Within the listing below, how many lines contain "lamp"? Only the number is wanted.
[Start of Attachment]
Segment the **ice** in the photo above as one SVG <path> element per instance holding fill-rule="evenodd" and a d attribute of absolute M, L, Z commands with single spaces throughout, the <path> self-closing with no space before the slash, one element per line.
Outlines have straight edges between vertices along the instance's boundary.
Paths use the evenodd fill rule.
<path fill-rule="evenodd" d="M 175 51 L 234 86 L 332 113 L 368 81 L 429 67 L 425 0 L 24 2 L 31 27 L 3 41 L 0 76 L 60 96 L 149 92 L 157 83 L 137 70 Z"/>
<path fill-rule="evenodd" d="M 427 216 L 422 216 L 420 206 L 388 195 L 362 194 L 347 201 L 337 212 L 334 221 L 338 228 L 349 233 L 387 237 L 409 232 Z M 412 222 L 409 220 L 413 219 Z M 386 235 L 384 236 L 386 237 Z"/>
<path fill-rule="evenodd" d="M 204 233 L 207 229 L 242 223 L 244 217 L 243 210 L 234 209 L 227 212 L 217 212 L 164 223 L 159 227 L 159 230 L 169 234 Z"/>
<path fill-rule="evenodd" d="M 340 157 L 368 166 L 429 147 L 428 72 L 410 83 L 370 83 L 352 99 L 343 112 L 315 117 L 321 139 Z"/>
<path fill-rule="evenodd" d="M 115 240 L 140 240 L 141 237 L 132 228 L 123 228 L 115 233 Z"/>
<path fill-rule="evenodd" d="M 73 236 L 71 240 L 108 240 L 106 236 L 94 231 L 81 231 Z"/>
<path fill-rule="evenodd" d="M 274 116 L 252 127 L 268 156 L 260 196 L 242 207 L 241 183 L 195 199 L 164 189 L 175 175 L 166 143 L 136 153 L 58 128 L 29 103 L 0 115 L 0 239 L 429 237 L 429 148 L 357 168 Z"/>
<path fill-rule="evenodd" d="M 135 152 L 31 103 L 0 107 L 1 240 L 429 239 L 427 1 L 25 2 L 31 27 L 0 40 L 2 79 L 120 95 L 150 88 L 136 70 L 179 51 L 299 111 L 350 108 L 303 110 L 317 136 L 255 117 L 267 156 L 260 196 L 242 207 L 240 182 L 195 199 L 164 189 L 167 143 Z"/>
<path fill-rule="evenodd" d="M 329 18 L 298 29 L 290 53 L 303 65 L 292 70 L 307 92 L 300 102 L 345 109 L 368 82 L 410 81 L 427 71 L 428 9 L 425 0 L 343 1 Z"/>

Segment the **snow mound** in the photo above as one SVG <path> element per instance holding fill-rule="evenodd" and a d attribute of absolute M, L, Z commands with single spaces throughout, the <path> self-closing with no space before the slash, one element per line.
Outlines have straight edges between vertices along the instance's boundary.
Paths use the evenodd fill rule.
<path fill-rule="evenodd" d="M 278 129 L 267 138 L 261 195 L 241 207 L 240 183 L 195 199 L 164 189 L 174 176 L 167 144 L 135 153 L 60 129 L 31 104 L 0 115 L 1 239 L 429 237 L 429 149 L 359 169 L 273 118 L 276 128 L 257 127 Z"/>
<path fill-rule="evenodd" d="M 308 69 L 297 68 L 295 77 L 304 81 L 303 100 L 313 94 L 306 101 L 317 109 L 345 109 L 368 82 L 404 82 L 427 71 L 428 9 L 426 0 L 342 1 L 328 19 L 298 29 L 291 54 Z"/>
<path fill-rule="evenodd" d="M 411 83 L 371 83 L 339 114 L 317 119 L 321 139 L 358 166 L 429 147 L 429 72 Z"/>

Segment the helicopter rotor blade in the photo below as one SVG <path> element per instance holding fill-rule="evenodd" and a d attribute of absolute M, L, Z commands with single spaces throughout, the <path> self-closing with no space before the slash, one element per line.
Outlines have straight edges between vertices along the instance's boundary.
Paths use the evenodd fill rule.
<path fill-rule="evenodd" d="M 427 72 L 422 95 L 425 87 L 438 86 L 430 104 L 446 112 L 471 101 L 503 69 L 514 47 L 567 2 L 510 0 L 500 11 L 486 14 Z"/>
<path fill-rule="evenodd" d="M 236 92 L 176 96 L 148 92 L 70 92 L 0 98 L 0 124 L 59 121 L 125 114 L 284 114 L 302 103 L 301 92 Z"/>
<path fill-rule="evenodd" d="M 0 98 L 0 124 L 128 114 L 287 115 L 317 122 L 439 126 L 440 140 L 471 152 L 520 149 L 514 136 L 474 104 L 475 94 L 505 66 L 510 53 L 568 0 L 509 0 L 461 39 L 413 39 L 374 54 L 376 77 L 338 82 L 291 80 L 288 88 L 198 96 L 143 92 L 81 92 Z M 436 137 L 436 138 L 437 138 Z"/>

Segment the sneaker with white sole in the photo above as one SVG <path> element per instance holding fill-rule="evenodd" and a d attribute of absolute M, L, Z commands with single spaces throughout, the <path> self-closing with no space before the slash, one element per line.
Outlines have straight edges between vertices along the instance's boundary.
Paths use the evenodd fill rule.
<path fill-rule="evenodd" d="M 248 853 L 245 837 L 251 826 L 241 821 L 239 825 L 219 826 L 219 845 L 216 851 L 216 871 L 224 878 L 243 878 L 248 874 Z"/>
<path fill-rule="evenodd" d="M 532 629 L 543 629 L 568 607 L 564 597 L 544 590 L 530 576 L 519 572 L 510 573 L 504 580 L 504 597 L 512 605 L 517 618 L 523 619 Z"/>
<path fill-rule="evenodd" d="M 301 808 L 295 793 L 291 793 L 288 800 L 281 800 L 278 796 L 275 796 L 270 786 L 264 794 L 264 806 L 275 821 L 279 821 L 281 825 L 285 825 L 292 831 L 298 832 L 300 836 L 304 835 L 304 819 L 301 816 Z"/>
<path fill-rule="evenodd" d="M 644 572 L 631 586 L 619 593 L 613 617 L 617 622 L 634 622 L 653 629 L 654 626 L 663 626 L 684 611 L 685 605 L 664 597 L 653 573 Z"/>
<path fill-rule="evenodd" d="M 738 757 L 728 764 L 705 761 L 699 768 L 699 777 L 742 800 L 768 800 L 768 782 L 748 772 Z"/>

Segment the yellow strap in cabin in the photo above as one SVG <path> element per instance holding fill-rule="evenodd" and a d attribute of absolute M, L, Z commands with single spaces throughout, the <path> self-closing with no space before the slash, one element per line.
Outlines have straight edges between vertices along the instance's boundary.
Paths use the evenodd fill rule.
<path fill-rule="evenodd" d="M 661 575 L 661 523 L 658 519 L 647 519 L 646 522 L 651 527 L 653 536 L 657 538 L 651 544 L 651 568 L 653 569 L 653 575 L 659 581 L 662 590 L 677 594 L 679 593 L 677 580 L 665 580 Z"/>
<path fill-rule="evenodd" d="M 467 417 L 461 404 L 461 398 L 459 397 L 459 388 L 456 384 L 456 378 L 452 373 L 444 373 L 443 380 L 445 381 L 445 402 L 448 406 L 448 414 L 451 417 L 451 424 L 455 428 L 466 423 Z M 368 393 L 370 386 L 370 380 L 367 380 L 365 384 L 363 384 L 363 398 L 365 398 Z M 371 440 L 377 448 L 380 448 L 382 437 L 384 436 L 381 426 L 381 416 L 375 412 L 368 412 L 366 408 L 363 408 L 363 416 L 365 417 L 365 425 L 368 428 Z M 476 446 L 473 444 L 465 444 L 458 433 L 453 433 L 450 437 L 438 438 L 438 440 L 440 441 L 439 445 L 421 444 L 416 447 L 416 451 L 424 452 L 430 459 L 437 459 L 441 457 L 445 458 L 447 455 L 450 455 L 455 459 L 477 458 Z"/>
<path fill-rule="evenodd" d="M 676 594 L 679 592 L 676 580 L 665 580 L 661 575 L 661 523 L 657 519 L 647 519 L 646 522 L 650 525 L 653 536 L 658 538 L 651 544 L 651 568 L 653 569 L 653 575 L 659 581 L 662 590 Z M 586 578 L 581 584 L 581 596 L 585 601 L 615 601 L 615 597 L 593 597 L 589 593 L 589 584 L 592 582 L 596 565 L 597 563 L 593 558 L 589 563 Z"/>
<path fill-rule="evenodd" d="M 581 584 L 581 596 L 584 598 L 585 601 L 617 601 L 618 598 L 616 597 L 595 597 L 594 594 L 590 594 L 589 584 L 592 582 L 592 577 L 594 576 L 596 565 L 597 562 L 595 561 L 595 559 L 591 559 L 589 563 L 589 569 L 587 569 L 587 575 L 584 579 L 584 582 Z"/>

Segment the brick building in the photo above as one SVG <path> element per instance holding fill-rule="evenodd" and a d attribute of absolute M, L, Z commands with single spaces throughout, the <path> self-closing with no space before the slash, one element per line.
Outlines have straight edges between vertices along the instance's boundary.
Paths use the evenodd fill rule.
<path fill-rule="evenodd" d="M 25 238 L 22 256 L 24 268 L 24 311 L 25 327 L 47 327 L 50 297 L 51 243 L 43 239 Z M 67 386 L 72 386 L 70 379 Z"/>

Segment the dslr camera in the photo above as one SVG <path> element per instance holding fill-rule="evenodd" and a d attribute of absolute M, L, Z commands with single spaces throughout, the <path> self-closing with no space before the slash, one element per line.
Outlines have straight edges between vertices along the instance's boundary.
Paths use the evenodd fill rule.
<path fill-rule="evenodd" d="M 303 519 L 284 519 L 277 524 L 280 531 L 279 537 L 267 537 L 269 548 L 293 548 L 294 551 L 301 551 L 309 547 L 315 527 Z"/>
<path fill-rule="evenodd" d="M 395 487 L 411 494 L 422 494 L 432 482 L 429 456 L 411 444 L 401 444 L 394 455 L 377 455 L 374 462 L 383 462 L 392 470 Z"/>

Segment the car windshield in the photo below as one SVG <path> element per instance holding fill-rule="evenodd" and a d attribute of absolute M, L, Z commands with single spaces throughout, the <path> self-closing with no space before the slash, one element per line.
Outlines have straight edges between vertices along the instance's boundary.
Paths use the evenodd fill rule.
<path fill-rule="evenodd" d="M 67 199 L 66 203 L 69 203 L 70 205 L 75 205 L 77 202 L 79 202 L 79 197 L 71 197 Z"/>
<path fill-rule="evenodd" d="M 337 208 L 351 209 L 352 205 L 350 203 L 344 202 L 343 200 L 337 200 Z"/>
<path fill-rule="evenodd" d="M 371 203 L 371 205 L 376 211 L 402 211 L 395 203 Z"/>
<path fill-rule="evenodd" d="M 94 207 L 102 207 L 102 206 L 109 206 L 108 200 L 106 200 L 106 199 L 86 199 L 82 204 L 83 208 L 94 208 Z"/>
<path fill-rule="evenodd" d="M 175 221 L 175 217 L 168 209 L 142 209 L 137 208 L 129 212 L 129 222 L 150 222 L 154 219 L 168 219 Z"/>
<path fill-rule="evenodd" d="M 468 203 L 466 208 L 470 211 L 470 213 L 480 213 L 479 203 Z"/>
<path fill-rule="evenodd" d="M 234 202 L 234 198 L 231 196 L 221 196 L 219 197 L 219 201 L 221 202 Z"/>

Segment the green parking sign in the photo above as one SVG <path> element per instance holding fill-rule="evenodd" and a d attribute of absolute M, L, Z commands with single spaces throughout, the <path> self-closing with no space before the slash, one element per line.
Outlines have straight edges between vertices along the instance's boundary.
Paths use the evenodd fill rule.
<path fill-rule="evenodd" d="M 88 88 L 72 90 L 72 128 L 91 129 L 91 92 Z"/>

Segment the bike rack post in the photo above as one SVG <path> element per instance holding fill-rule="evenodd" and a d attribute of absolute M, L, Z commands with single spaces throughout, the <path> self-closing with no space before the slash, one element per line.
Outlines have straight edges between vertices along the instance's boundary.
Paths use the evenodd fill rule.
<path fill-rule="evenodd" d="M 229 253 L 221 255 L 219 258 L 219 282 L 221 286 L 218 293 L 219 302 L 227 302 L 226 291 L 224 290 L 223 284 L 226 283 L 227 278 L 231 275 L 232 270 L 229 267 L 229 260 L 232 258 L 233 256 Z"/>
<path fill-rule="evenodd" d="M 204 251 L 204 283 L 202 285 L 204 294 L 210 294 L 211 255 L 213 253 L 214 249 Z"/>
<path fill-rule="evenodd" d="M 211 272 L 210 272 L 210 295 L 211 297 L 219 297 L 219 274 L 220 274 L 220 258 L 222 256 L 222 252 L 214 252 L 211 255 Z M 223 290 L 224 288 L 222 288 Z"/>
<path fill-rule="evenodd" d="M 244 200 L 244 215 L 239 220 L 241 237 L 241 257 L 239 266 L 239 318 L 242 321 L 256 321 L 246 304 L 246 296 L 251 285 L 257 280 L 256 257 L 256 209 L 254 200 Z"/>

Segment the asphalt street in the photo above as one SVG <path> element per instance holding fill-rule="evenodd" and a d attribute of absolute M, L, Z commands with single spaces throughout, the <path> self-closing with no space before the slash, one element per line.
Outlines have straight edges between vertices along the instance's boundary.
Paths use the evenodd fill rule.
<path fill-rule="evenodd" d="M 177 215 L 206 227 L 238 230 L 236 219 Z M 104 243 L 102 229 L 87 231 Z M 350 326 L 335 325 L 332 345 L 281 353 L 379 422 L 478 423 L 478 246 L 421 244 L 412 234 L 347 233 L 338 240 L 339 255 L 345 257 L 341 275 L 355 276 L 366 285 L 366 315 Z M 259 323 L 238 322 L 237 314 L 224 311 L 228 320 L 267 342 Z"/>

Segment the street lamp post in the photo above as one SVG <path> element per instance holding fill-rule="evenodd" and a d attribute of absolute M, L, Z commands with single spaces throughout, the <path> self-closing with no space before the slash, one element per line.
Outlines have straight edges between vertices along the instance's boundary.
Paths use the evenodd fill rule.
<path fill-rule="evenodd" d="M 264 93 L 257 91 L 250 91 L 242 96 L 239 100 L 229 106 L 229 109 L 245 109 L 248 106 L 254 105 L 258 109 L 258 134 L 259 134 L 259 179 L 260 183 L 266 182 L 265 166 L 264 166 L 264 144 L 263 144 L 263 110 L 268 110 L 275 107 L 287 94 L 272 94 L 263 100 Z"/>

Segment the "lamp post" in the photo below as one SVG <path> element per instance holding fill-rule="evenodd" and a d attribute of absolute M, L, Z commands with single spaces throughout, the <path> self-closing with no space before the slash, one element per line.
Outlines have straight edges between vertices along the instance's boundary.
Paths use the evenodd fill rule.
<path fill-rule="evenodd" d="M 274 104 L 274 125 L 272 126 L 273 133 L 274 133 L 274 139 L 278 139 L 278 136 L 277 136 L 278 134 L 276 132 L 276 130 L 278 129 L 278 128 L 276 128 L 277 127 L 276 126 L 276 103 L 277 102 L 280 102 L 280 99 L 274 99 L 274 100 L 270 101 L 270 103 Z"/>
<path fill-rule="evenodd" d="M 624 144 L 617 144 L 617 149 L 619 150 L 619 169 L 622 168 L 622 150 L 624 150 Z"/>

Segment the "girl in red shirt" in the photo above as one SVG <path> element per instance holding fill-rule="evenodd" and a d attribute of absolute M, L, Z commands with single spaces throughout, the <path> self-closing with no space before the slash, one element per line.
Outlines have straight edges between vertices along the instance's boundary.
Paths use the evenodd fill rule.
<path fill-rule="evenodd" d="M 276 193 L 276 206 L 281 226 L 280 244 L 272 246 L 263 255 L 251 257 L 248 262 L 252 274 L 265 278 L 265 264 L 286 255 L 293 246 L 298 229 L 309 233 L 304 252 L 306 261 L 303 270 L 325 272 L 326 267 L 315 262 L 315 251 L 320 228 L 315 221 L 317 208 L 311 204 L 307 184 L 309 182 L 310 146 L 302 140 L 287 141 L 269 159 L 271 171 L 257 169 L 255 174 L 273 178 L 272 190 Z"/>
[End of Attachment]
*Task response*:
2